Please reproduce the passage about Joe Sample's death word for word, everything from "As AP informs, pianist" down to "the Rolling Stones.".

Given passage START

As AP informs, pianist and composer Joe Sample, a founding member of the genre-crossing Jazz Crusaders who helped pioneer the electronic jazz-funk fusion style, has died. He was 75. Sample died of complications due to lung cancer Friday evening at the MD Anderson Cancer Center in Houston, his manager, Patrick Rains, told The Associated Press on Saturday.
Rains said Sample's family was at his bedside.

Sample was "a seminal figure in the transition from acoustic to electronic music in the jazz field in the late '60s and early '70s" with his band, Rains said. The group, which later called itself The Crusaders, became a successful crossover act with such hits as the 1979 single and album "Street Life." A few years before that, they were the first instrumental band to tour with the Rolling Stones.

Samples' songs were also sampled by hip-hop artists, including Tupac Shakur, who used "In All My Wildest Dreams" on his "Dear Mama."

Given passage END
Entries shown START

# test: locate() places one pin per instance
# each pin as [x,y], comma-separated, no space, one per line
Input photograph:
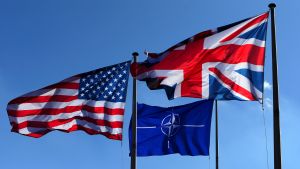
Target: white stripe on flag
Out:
[59,105]
[82,113]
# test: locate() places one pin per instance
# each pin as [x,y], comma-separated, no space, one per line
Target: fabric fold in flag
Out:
[93,102]
[181,129]
[226,63]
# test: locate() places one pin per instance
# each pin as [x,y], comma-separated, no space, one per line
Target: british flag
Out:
[226,63]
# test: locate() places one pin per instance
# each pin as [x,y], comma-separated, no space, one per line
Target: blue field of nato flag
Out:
[181,129]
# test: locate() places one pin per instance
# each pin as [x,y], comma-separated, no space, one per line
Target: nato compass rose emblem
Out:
[170,125]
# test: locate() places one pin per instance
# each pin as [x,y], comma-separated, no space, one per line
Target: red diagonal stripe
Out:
[232,84]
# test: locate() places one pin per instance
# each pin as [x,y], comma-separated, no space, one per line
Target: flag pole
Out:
[217,137]
[133,118]
[276,115]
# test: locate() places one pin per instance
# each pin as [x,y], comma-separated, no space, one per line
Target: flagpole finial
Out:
[272,5]
[135,54]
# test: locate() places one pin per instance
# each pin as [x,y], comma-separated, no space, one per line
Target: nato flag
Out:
[181,129]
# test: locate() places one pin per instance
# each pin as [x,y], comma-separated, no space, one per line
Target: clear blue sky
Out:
[42,42]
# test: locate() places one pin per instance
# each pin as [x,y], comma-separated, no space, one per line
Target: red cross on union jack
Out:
[225,64]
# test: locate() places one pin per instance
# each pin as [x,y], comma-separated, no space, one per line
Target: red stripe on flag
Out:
[63,85]
[67,109]
[242,91]
[73,128]
[41,99]
[54,123]
[253,22]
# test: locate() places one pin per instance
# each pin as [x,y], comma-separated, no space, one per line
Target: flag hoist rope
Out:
[216,132]
[276,115]
[133,118]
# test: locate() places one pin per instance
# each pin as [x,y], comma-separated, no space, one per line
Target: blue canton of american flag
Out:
[93,102]
[108,83]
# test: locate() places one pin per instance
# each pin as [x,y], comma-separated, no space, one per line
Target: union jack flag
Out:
[226,63]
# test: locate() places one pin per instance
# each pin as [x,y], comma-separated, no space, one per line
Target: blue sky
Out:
[43,42]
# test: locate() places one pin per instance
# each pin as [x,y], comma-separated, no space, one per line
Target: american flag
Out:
[93,102]
[226,63]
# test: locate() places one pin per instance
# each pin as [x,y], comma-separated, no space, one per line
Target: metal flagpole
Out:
[217,138]
[133,118]
[276,115]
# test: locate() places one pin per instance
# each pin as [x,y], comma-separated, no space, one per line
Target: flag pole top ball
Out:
[135,54]
[272,5]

Entries shown END

→ **Worked solution**
As AP informs, pianist and composer Joe Sample, a founding member of the genre-crossing Jazz Crusaders who helped pioneer the electronic jazz-funk fusion style, has died. He was 75. Sample died of complications due to lung cancer Friday evening at the MD Anderson Cancer Center in Houston, his manager, Patrick Rains, told The Associated Press on Saturday.
Rains said Sample's family was at his bedside.

Sample was "a seminal figure in the transition from acoustic to electronic music in the jazz field in the late '60s and early '70s" with his band, Rains said. The group, which later called itself The Crusaders, became a successful crossover act with such hits as the 1979 single and album "Street Life." A few years before that, they were the first instrumental band to tour with the Rolling Stones.